For the data below, transcribe the part that opens with the line containing "Target: man in dark jacket" and closes with the line containing "indicate the black", exactly and with no pictures.
::::::::
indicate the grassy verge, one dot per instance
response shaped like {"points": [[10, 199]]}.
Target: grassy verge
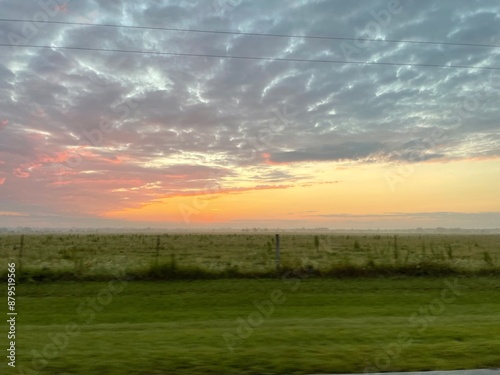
{"points": [[263, 326], [170, 271]]}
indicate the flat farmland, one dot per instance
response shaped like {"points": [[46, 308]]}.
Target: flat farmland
{"points": [[263, 326], [241, 255]]}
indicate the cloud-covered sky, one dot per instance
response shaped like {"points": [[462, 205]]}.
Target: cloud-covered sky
{"points": [[93, 138]]}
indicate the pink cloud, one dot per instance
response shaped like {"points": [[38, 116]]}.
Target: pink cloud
{"points": [[3, 124], [18, 172]]}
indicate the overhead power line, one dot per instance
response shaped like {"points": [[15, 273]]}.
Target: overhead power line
{"points": [[252, 57], [255, 34]]}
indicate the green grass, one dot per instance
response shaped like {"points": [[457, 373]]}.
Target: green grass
{"points": [[316, 326], [206, 256]]}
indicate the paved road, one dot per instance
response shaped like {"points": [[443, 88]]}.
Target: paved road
{"points": [[458, 372]]}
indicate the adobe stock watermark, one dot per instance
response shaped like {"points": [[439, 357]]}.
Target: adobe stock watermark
{"points": [[58, 342], [245, 326], [419, 321], [94, 137], [46, 10], [402, 170], [372, 30]]}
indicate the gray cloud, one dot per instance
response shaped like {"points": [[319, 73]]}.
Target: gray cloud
{"points": [[194, 113]]}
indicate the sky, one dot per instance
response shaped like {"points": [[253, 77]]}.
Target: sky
{"points": [[97, 139]]}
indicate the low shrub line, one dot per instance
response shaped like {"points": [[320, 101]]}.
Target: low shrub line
{"points": [[171, 271]]}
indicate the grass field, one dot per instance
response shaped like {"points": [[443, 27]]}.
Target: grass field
{"points": [[94, 256], [215, 304], [287, 326]]}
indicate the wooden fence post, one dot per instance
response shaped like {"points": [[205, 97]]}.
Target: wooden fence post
{"points": [[278, 257]]}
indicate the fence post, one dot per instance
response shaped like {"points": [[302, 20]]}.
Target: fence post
{"points": [[20, 258], [278, 258], [157, 249]]}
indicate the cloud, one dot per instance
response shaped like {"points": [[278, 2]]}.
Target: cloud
{"points": [[172, 125]]}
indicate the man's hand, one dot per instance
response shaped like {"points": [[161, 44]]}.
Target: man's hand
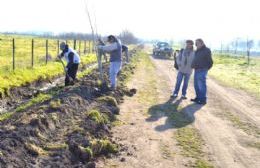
{"points": [[59, 56], [100, 47]]}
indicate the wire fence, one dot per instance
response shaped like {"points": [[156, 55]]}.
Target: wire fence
{"points": [[19, 52]]}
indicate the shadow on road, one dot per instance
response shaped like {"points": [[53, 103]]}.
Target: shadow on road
{"points": [[176, 116], [162, 57]]}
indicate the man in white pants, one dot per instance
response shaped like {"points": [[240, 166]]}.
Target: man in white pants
{"points": [[114, 48]]}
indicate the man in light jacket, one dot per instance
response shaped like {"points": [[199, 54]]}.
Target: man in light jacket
{"points": [[114, 48], [184, 61]]}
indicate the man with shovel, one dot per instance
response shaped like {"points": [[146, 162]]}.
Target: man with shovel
{"points": [[72, 59], [114, 48]]}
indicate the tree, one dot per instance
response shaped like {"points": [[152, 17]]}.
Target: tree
{"points": [[128, 37]]}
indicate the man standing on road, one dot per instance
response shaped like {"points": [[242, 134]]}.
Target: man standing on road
{"points": [[202, 63], [73, 60], [184, 60], [114, 48]]}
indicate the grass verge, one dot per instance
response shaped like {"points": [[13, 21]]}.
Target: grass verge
{"points": [[235, 72]]}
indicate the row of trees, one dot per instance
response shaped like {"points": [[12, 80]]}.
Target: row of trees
{"points": [[125, 36], [240, 46]]}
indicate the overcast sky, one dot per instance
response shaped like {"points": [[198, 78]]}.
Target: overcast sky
{"points": [[213, 20]]}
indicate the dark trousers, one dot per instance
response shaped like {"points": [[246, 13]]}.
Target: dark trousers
{"points": [[180, 78], [71, 73], [200, 85]]}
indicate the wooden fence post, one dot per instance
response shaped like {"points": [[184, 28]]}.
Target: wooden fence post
{"points": [[46, 51], [74, 44], [32, 53], [79, 46], [84, 46], [58, 47], [13, 54], [89, 46]]}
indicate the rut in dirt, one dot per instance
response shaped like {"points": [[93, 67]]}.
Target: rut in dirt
{"points": [[69, 129]]}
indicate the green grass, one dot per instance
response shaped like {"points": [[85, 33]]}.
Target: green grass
{"points": [[191, 143], [24, 73], [38, 99], [20, 77], [6, 116], [244, 125], [234, 72]]}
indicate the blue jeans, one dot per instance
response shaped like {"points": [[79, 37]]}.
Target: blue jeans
{"points": [[180, 77], [200, 85], [113, 71]]}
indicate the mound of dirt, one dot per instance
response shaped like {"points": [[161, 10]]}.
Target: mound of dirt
{"points": [[71, 129]]}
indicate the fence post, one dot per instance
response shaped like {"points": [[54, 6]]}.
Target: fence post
{"points": [[84, 46], [46, 51], [58, 47], [32, 53], [89, 46], [74, 44], [79, 46], [13, 54]]}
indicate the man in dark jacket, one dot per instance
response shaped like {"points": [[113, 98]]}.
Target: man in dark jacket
{"points": [[114, 48], [202, 63], [125, 50]]}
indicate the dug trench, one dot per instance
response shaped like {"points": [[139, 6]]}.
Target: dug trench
{"points": [[16, 96], [65, 127]]}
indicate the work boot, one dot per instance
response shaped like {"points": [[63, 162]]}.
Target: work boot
{"points": [[194, 100], [174, 96]]}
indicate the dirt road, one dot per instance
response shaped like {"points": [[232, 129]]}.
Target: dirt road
{"points": [[160, 132]]}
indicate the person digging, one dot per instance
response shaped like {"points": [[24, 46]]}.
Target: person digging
{"points": [[72, 59], [114, 48]]}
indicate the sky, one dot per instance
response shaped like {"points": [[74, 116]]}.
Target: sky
{"points": [[212, 20]]}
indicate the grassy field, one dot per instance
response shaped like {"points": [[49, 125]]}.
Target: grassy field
{"points": [[23, 51], [24, 73], [235, 72]]}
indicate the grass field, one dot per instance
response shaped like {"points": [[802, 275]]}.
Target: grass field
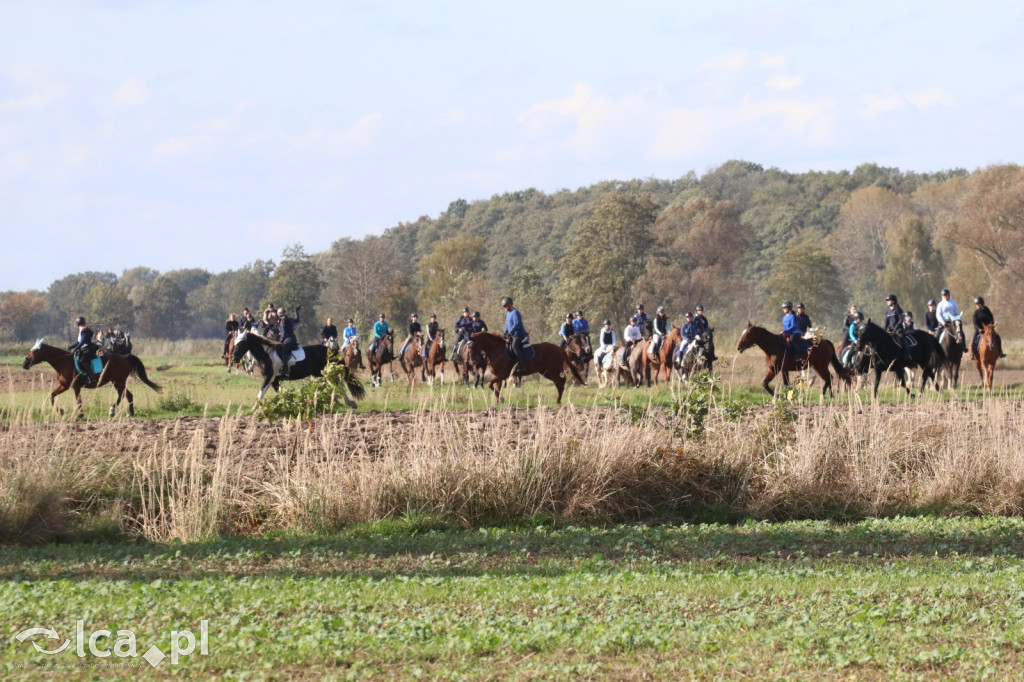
{"points": [[498, 550], [906, 598]]}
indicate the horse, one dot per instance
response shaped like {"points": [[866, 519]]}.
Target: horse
{"points": [[697, 356], [470, 357], [116, 371], [412, 357], [549, 360], [264, 351], [353, 356], [987, 354], [926, 353], [383, 354], [951, 341], [580, 353], [780, 358], [435, 358]]}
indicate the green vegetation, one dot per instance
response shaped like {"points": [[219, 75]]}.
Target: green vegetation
{"points": [[905, 598]]}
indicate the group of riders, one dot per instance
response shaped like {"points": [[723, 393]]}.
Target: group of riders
{"points": [[898, 323], [87, 346]]}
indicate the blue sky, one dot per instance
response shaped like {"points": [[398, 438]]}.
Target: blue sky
{"points": [[209, 134]]}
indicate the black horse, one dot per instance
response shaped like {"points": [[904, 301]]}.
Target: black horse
{"points": [[312, 366], [925, 353]]}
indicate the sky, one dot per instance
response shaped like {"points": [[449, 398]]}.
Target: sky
{"points": [[188, 133]]}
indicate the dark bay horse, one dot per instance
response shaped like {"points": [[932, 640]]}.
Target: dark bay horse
{"points": [[117, 369], [470, 358], [987, 354], [549, 360], [435, 358], [889, 355], [383, 354], [780, 358], [315, 359]]}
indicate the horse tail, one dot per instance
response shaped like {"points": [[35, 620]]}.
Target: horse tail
{"points": [[353, 384], [577, 377], [138, 371]]}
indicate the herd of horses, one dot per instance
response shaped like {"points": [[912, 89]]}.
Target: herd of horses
{"points": [[876, 352]]}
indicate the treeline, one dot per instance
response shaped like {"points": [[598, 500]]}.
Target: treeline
{"points": [[738, 240]]}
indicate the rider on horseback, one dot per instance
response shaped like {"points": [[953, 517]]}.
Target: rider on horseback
{"points": [[565, 331], [286, 330], [380, 330], [463, 329], [85, 350], [432, 328], [792, 331], [515, 332], [608, 342], [415, 331], [982, 316], [660, 331]]}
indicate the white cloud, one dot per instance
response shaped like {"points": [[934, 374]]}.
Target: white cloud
{"points": [[930, 97], [732, 60], [782, 83], [132, 92]]}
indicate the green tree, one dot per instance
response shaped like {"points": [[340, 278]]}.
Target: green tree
{"points": [[606, 256], [297, 282], [806, 273]]}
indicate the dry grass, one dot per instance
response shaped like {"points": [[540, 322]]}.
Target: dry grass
{"points": [[195, 478]]}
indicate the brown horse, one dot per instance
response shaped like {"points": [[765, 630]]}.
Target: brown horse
{"points": [[435, 358], [117, 369], [549, 360], [987, 354], [780, 358]]}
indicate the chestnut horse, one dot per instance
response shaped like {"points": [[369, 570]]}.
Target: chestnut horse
{"points": [[987, 354], [549, 360], [435, 358], [780, 358], [117, 369]]}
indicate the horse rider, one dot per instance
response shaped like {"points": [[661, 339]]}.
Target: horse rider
{"points": [[230, 327], [349, 333], [803, 320], [565, 331], [85, 350], [608, 342], [478, 325], [894, 325], [642, 317], [380, 331], [330, 331], [660, 331], [582, 327], [432, 329], [415, 331], [702, 327], [515, 332], [120, 344], [792, 331], [982, 316], [286, 333], [851, 318], [463, 328], [631, 335]]}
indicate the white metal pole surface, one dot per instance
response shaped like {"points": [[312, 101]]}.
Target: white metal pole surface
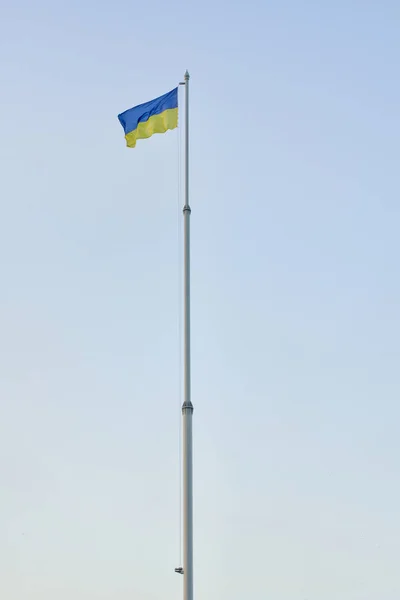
{"points": [[187, 407]]}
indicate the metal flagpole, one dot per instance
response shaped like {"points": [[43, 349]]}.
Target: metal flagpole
{"points": [[187, 407]]}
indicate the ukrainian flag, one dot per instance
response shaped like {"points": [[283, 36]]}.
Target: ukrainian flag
{"points": [[156, 116]]}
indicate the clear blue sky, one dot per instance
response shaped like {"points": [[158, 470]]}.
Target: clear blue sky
{"points": [[296, 323]]}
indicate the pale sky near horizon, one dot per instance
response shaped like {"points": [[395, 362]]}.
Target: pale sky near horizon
{"points": [[296, 322]]}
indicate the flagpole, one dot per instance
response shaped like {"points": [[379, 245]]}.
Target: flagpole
{"points": [[187, 407]]}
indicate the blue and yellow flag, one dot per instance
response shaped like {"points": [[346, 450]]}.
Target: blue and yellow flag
{"points": [[156, 116]]}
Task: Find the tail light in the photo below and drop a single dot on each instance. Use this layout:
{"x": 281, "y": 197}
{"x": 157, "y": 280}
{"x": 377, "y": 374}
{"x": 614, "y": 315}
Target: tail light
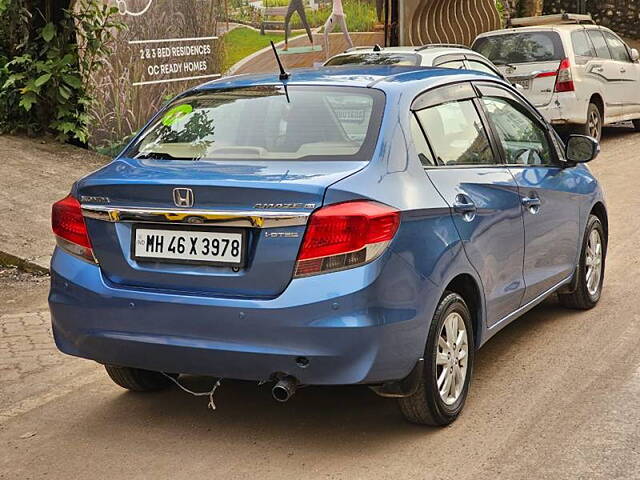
{"x": 68, "y": 225}
{"x": 564, "y": 80}
{"x": 346, "y": 235}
::::::::
- ANSWER TO THE PROBLEM -
Target: man in dark jacket
{"points": [[114, 48], [202, 63], [125, 50]]}
indicate the dug trench, one dot per instance
response shaped like {"points": [[139, 6]]}.
Target: dug trench
{"points": [[16, 96], [65, 127]]}
indicate the work boot, one dot per instance
response shaped like {"points": [[63, 162]]}.
Target: work boot
{"points": [[194, 100], [174, 96]]}
indicate the dirt road, one dot per instance
response shaped like {"points": [[232, 129]]}.
Target: dirt road
{"points": [[160, 132]]}
indicate the person digging, one dot per instance
response shaped like {"points": [[24, 46]]}.
Target: person digging
{"points": [[72, 59], [114, 48]]}
indicate the sky, one dot per instance
response shaped like {"points": [[74, 116]]}.
Target: sky
{"points": [[212, 20]]}
indicate the grassy field, one dot per instance
response shaped like {"points": [[49, 125]]}.
Target: grassy field
{"points": [[23, 51], [24, 73], [235, 72]]}
indicate the grass field, one dot per instance
response shaped like {"points": [[802, 275]]}.
Target: grass field
{"points": [[498, 550], [906, 598]]}
indicate the horse, one dot per instance
response shaped like {"points": [[866, 519]]}.
Target: horse
{"points": [[697, 356], [470, 357], [116, 371], [412, 357], [549, 360], [264, 351], [353, 356], [987, 354], [926, 353], [383, 354], [951, 341], [580, 353], [780, 358], [435, 358]]}
indicate the green vegetation, one dot per instance
response shaped like {"points": [[219, 75]]}.
Target: green vegetation
{"points": [[905, 598]]}
indicate the group of riders, one dot per instance
response shaped like {"points": [[723, 393]]}.
Target: group of riders
{"points": [[898, 323], [87, 346]]}
indicate the blue sky, one dot per instance
response shaped like {"points": [[398, 438]]}.
Target: blue sky
{"points": [[209, 134]]}
indicate the black horse, one dot per instance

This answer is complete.